*ЗАДАНИЕ*.
Определите, согласуется ли каждое из утверждений 1–3 с исходным текстом о Русском экспедиционном корпусе. Ответьте «да» или «нет» и приведите в кавычках решающие слова текста.
1. Остальные три бригады отправились во Францию через Архангельск.
2. Русский экспедиционный корпус во Франции был полностью сформирован к концу 1917 года.
3. По словам историков, французская винтовка была технически сложнее русской трехлинейки.

*ИСХОДНЫЙ ТЕКСТ*.
┏━━

Союзники торопились заполучить свежие русские части, и поэтому путь остальных трех бригад пролегал уже по северным морям, через Архангельск. Конечно, этот маршрут был опаснее, но к риску нашим было не привыкать. Так что уже к сентябрю 1916 года Русский экспедиционный корпус во Франции был полностью сформирован. Сражался он в составе Шампанской армии под командованием генерала Гуро, который оставил о наших военных самые восторженные отзывы. Несколько недель ушло на адаптацию к новым условиям и освоение французского оружия, ведь в русской армии пользовались другими винтовками. Впрочем, как уверяют историки, русская трехлинейка тех времен была технически сложнее, чем французский аналог, так что зря каркали скептики из числа французских офицеров: мол, неграмотные солдаты из дикой России вообще не смогут освоить новую европейскую технику.

┗━━

*ИСХОДНЫЕ ДАННЫЕ*.
┏━━

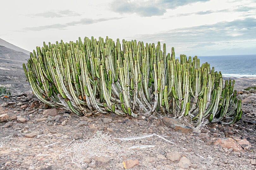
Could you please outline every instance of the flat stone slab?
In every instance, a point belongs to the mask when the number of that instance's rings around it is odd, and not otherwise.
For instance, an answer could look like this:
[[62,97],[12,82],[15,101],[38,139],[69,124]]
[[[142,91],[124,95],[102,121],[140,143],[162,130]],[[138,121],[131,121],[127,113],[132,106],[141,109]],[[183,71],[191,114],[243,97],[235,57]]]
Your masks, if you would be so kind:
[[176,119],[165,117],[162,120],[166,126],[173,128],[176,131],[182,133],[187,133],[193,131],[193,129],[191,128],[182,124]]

┗━━
┏━━

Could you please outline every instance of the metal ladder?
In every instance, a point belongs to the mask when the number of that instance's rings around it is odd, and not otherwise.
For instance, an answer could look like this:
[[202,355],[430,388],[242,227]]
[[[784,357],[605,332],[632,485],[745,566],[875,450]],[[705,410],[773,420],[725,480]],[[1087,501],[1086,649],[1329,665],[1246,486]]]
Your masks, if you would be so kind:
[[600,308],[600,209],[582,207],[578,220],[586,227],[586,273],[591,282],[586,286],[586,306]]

┗━━
┏━━

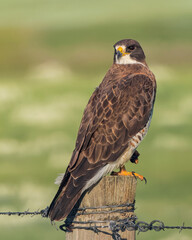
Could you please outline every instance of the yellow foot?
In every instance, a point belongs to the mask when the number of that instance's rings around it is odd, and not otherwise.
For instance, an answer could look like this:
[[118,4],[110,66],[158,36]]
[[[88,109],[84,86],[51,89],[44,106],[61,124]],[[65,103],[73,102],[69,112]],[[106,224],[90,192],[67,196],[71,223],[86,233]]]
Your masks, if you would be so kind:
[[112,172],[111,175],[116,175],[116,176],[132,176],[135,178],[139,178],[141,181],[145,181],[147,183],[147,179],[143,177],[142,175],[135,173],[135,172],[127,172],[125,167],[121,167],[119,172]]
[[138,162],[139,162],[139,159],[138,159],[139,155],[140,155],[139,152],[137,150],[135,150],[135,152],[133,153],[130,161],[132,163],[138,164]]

┗━━

*РЕЗУЛЬТАТ*.
1. Да: «путь остальных трех бригад пролегал уже по северным морям, через Архангельск».
2. Нет: «уже к сентябрю 1916 года Русский экспедиционный корпус во Франции был полностью сформирован».
3. Нет: «русская трехлинейка тех времен была технически сложнее, чем французский аналог».